Source material:
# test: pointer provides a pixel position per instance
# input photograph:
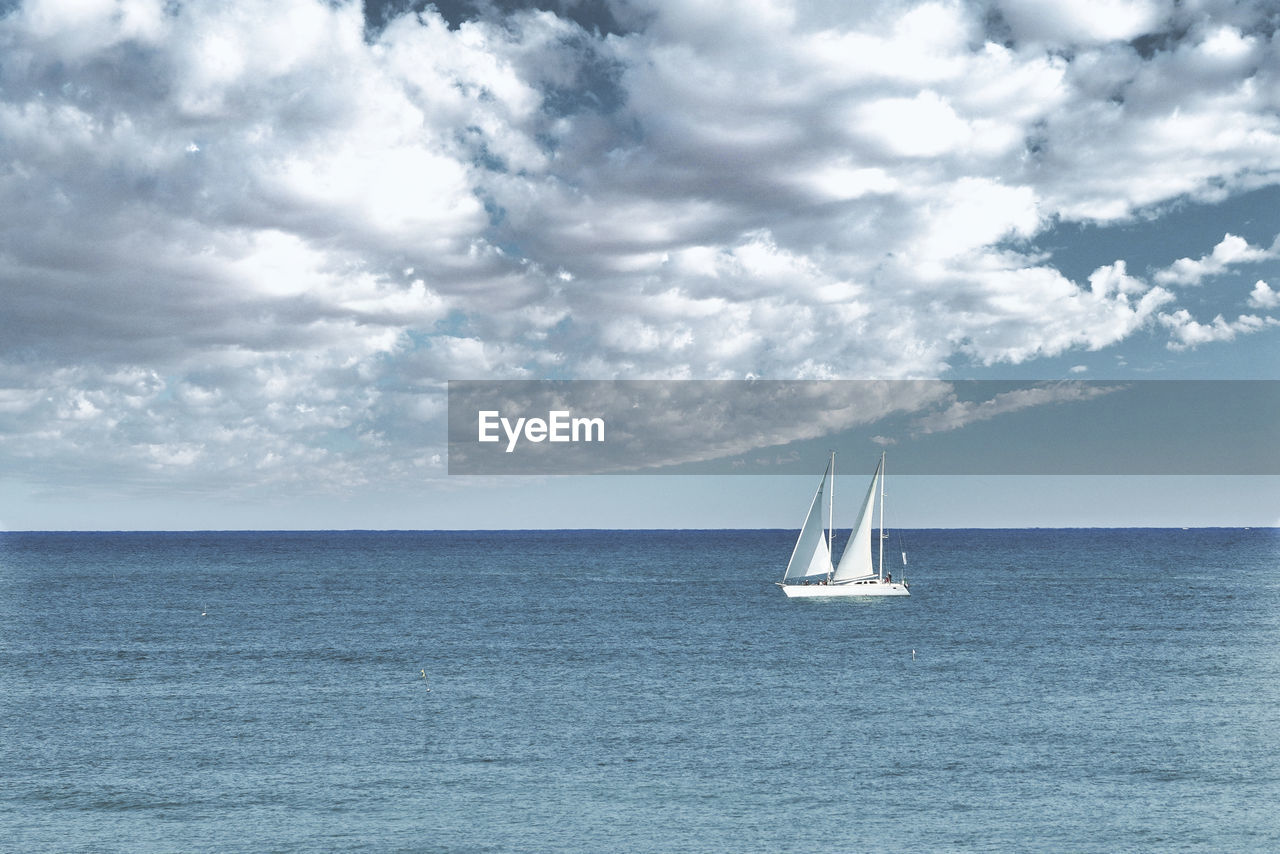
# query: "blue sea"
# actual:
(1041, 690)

---

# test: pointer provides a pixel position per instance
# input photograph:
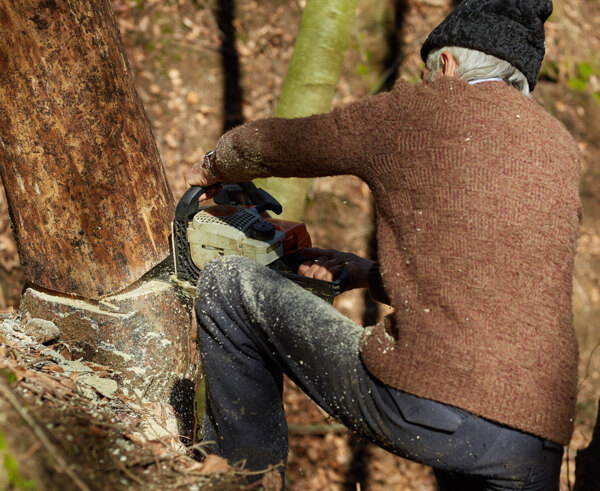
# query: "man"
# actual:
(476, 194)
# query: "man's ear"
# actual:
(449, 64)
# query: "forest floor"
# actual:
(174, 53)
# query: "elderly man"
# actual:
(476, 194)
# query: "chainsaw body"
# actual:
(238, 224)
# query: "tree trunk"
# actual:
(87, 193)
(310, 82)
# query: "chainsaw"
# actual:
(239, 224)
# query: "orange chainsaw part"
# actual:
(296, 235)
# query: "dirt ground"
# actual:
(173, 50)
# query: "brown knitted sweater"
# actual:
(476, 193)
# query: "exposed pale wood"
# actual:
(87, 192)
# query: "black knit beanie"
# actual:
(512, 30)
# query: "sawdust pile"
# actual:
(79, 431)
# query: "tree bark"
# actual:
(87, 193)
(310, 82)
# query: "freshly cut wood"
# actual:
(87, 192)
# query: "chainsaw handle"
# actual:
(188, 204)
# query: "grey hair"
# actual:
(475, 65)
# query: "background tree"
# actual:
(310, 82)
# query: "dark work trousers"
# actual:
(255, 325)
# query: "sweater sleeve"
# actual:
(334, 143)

* * *

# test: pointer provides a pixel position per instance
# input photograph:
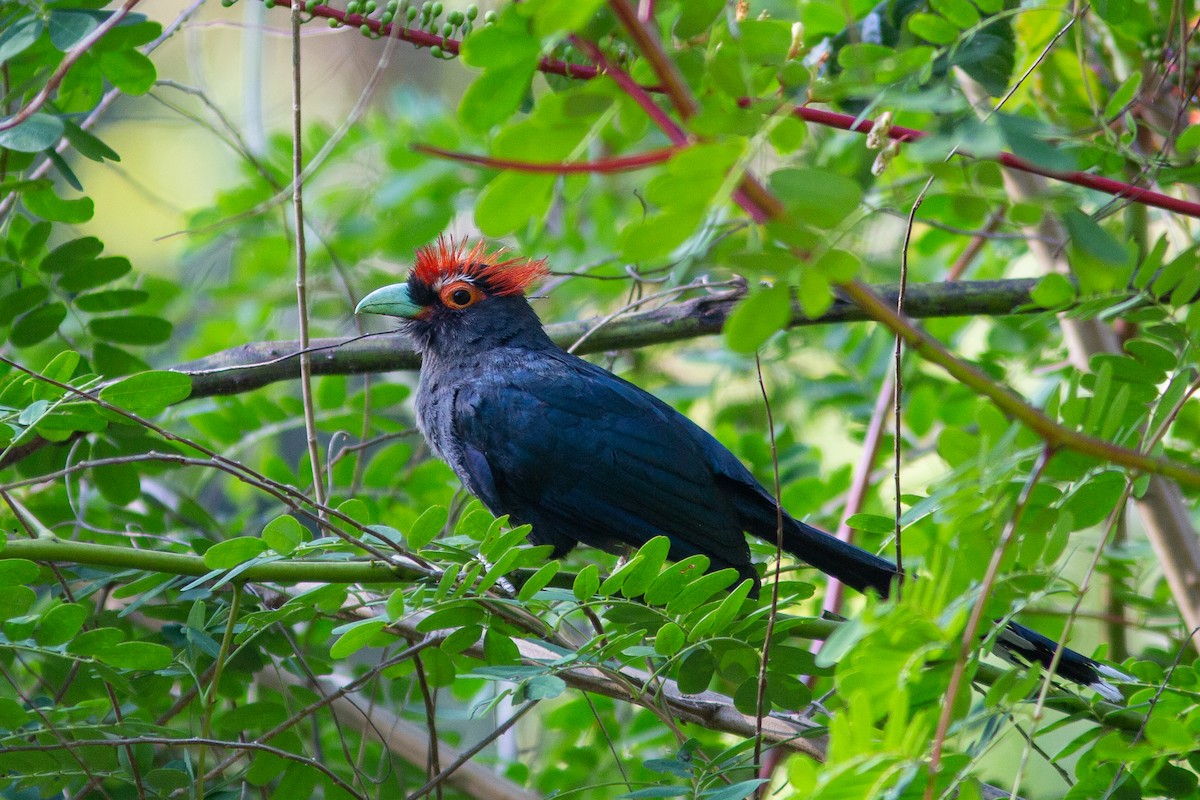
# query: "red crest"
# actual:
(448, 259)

Problem statement:
Pull out every line of the records above that contains the string "chainsaw", treating uppercase and lowercase as different.

Written response:
# query: "chainsaw body"
# query: "chainsaw"
# query: "orange chainsaw part"
# query: "chainsaw handle"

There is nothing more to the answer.